Omit the pictures, then reproduce every remaining record exactly.
/---
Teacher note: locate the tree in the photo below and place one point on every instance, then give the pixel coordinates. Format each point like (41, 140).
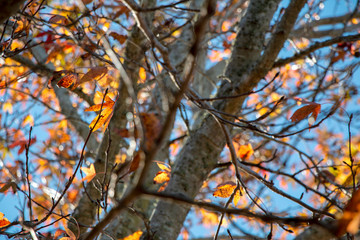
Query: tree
(125, 118)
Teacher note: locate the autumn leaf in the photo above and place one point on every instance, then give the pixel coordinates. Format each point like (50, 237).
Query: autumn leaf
(28, 120)
(7, 107)
(225, 190)
(236, 197)
(245, 151)
(303, 112)
(162, 176)
(89, 172)
(135, 236)
(68, 80)
(70, 234)
(94, 73)
(142, 74)
(105, 114)
(350, 220)
(3, 221)
(58, 19)
(6, 187)
(120, 38)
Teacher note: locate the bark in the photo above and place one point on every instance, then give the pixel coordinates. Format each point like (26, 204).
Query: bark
(199, 154)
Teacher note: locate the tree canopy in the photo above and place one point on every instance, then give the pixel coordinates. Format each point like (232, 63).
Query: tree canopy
(182, 119)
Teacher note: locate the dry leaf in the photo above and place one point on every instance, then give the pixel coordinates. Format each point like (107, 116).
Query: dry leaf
(89, 172)
(120, 38)
(58, 19)
(70, 233)
(68, 80)
(3, 221)
(95, 73)
(236, 197)
(134, 236)
(105, 114)
(312, 108)
(162, 177)
(245, 151)
(225, 190)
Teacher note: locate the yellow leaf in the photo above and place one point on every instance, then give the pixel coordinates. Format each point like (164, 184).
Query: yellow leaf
(95, 73)
(3, 221)
(89, 172)
(245, 151)
(225, 190)
(236, 198)
(7, 107)
(134, 236)
(105, 115)
(142, 75)
(163, 167)
(162, 177)
(28, 120)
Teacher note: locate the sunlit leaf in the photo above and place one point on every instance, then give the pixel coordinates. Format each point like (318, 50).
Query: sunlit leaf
(28, 120)
(120, 38)
(245, 151)
(68, 80)
(142, 74)
(58, 19)
(161, 177)
(89, 172)
(236, 197)
(7, 107)
(134, 236)
(303, 112)
(103, 118)
(94, 73)
(225, 190)
(3, 221)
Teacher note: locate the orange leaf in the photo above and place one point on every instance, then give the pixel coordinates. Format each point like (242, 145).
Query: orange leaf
(142, 74)
(89, 172)
(105, 115)
(163, 167)
(225, 190)
(68, 80)
(349, 222)
(28, 120)
(312, 108)
(3, 221)
(95, 73)
(58, 19)
(245, 151)
(121, 38)
(162, 177)
(135, 236)
(70, 233)
(236, 197)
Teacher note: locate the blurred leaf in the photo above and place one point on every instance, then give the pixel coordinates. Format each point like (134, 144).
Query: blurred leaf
(134, 236)
(89, 172)
(3, 221)
(225, 190)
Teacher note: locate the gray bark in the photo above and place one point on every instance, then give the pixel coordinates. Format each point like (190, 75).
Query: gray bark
(199, 154)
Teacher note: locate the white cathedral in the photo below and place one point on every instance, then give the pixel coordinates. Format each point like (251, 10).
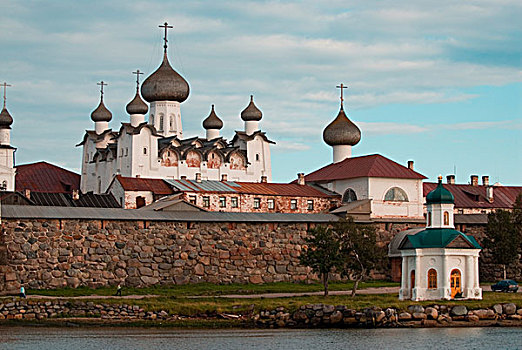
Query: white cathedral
(156, 148)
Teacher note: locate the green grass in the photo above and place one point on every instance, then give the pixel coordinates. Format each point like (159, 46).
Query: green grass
(209, 289)
(209, 305)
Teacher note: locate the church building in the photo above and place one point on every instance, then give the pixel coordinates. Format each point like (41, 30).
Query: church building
(157, 148)
(439, 262)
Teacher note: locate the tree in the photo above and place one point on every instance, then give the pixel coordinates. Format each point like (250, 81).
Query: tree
(504, 235)
(323, 254)
(359, 248)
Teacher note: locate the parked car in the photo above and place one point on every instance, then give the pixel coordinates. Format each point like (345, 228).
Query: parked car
(505, 286)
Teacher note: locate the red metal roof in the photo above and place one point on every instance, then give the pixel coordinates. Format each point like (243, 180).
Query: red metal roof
(469, 196)
(156, 186)
(45, 177)
(373, 165)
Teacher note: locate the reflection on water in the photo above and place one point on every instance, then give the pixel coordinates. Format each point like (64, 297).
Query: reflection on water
(44, 338)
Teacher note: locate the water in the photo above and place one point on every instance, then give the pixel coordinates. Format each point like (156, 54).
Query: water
(43, 338)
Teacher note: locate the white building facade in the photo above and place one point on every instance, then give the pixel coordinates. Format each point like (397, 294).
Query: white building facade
(439, 262)
(157, 148)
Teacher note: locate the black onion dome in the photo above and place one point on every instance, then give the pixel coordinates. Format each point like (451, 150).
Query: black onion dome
(341, 131)
(251, 112)
(5, 119)
(137, 106)
(101, 114)
(165, 84)
(212, 121)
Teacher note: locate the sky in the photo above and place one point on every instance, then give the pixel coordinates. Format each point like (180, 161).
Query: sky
(436, 82)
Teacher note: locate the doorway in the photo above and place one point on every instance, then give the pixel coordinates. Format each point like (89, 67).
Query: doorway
(455, 283)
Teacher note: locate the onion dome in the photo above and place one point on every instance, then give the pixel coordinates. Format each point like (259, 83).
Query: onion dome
(212, 121)
(251, 112)
(440, 195)
(342, 131)
(5, 119)
(165, 84)
(101, 113)
(137, 106)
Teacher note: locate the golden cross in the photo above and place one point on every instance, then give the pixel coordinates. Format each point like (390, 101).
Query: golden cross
(342, 87)
(137, 72)
(166, 26)
(5, 85)
(102, 84)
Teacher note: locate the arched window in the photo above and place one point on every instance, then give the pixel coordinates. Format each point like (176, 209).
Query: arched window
(432, 279)
(396, 194)
(349, 196)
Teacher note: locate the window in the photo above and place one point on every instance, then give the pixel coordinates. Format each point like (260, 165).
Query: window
(396, 194)
(432, 279)
(349, 196)
(446, 218)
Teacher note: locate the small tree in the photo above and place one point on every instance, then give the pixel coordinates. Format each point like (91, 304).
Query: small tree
(323, 254)
(360, 249)
(504, 235)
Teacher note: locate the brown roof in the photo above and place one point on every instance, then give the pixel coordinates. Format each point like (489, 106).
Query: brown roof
(156, 186)
(469, 196)
(373, 165)
(45, 177)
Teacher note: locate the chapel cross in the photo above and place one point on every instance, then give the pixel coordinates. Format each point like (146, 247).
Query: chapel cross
(137, 72)
(5, 85)
(342, 87)
(166, 26)
(102, 84)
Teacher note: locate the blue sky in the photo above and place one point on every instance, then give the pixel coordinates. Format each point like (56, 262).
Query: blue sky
(437, 82)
\---
▶ _THE ANSWER_
Teacher note: locate the tree in the photo below and place one point on every instance, then give the pixel coordinates. Format each point like (41, 140).
Query: tree
(125, 118)
Teacher note: locate the autumn leaf in the photo above and place one point on every instance, then give the pixel coordinates. Format each point like (50, 237).
Query: autumn leaf
(28, 120)
(7, 107)
(225, 190)
(236, 197)
(245, 151)
(303, 112)
(162, 176)
(89, 172)
(135, 236)
(68, 80)
(70, 234)
(94, 73)
(142, 74)
(105, 114)
(350, 220)
(3, 221)
(58, 19)
(6, 187)
(120, 38)
Teacher note: locate the bark in the photo above and place one point on every instance, then give the pixel coordinates. Format each point like (26, 204).
Query: bark
(199, 154)
Teacher note: locate the tree canopy in the photo above and place one point on every instance, then give the pixel coordinates. Format each point like (232, 63).
Query: tree canopy
(182, 119)
Teacher note: locate the dry leaf in the photo above and place one point on every instance, then give the pixel coordinates. Format each point like (107, 116).
Query: dry leaf
(89, 172)
(120, 38)
(58, 19)
(70, 233)
(68, 80)
(3, 221)
(95, 73)
(236, 197)
(134, 236)
(105, 114)
(312, 108)
(162, 177)
(245, 151)
(225, 190)
Teacher note: locate the yellow leaf in the photo above and place one point on every instance, then give the pixel coordinates. Format each point like (164, 184).
Query: yellow leaf
(95, 73)
(3, 221)
(89, 172)
(245, 151)
(225, 190)
(236, 198)
(7, 107)
(134, 236)
(105, 115)
(142, 75)
(163, 167)
(162, 177)
(28, 120)
Teacher note: locate the sunlit leaf in the photo above and place one point on every instance, then give the pixel coordinates. Format each point like (318, 50).
Query: sunlit leaf
(28, 120)
(120, 38)
(245, 151)
(68, 80)
(142, 74)
(58, 19)
(161, 177)
(89, 172)
(236, 197)
(7, 107)
(134, 236)
(303, 112)
(103, 118)
(94, 73)
(225, 190)
(3, 221)
Teacher note: locate the orange leaf in the photo above and place one point on every instance, then give the pixel coordinates. Format each point like (242, 145).
Query: orange leaf
(142, 74)
(89, 172)
(105, 115)
(163, 167)
(225, 190)
(68, 80)
(349, 222)
(28, 120)
(312, 108)
(3, 221)
(95, 73)
(58, 19)
(245, 151)
(121, 38)
(162, 177)
(135, 236)
(70, 233)
(236, 197)
Teacher note: locate the blurred leaf in the photo above and place one point on every instance, then give the pixel coordinates. Format each point like (134, 144).
Query: blurred leaf
(134, 236)
(89, 172)
(3, 221)
(225, 190)
Teacher note: locate the gray bark in the photo above and place one point on every instance, then give the pixel coordinates. Format each point like (190, 75).
Query: gray bark
(199, 154)
Teacher note: locate the white cathedral in the photo below and place one point on every instance, then give the pixel coordinates. Format each point like (251, 10).
Query: white cathedral
(156, 148)
Teacher note: locate the green grass in the photo above and place one point on every instance, then give the pixel coordinates. Format each point like (159, 46).
Query: green grass
(209, 289)
(209, 305)
Teacher note: locate the church building in the photo above and place one point on every instance, then give the pixel coordinates. Format each point like (41, 30).
Query: church building
(157, 148)
(439, 262)
Teacher note: locate the tree in the photo above and place one point on every instance, then give the pixel coordinates. Format each point like (250, 81).
Query: tree
(504, 235)
(323, 254)
(359, 248)
Teacher note: locate the parked car in the photo above and place one point on every instance, then give the pixel coordinates. Format each point like (345, 228).
Query: parked car
(505, 286)
Teacher note: locate the red metal roof in the photo above and place one point on every instance, then give the pixel coordinates. Format each point like (243, 180).
Query: red metal roof
(469, 196)
(156, 186)
(45, 177)
(373, 165)
Teacher note: locate the reflection on water in the photo above and place one point on every instance, then give the pixel coordinates. Format each point like (64, 297).
Query: reflection on water
(44, 338)
Teacher note: locate the water in the photo above and place one point on every instance, then give the pixel coordinates. Format each point like (156, 54).
Query: water
(43, 338)
Teacher note: locate the white building facade in the photo above and place one point on every instance, then give the pixel coordinates. Format each point like (397, 294).
Query: white building facade
(439, 262)
(157, 148)
Teacher note: locate the black onion dome in the photo above and place one point on every instance, then give the pixel coordinates. Format each point like (451, 150).
Query: black onion dome
(341, 131)
(251, 112)
(5, 119)
(137, 106)
(101, 114)
(165, 84)
(212, 121)
Teacher note: locate the sky in the photo above and place one point on every instance, then give the pixel coordinates. Format each point like (180, 161).
Query: sky
(436, 82)
Teacher note: locate the doorway in the photo above and place one point on every instance, then give the pixel coordinates. Format each point like (89, 67).
Query: doorway
(455, 283)
Teacher note: locate the onion dome in the photo above and place one point on every instance, then give the pixel coordinates. Format each point like (259, 83).
Query: onion dome
(212, 121)
(251, 112)
(440, 195)
(342, 131)
(5, 119)
(165, 84)
(101, 113)
(137, 106)
Teacher note: locate the golden cross in the photo above and place one point on every instance, then give the pixel coordinates. Format each point like (390, 101).
Query: golden cross
(342, 87)
(137, 72)
(166, 26)
(5, 85)
(102, 84)
Teacher note: locate the arched window in the photo above and place one point on every instance, then give the pixel coordinates. Format each point like (176, 209).
Query: arched window
(432, 279)
(396, 194)
(349, 196)
Teacher note: locate the window in the photo above and place one point on every instance, then give the pixel coordinates. Format each point like (260, 165).
Query: window
(396, 194)
(432, 279)
(349, 196)
(446, 218)
Teacher note: locate the small tree in the photo above and place one point on every instance, then give the pixel coordinates. Format each point like (91, 304).
Query: small tree
(323, 254)
(360, 249)
(504, 235)
Teacher note: locate the brown roof in the photo above and place one point on every instance, then give the pixel coordinates. Format each point like (489, 106).
Query: brown roof
(156, 186)
(469, 196)
(373, 165)
(45, 177)
Teacher note: locate the chapel cross in the photo above and place one point on every instance, then give the pixel coordinates. Format each point like (146, 247).
Query: chapel cross
(137, 72)
(5, 85)
(342, 87)
(166, 26)
(102, 84)
Teacher note: locate the blue sky in the photo above and place one point on every instance, then give the pixel coordinates. Format each point like (56, 262).
Query: blue sky
(437, 82)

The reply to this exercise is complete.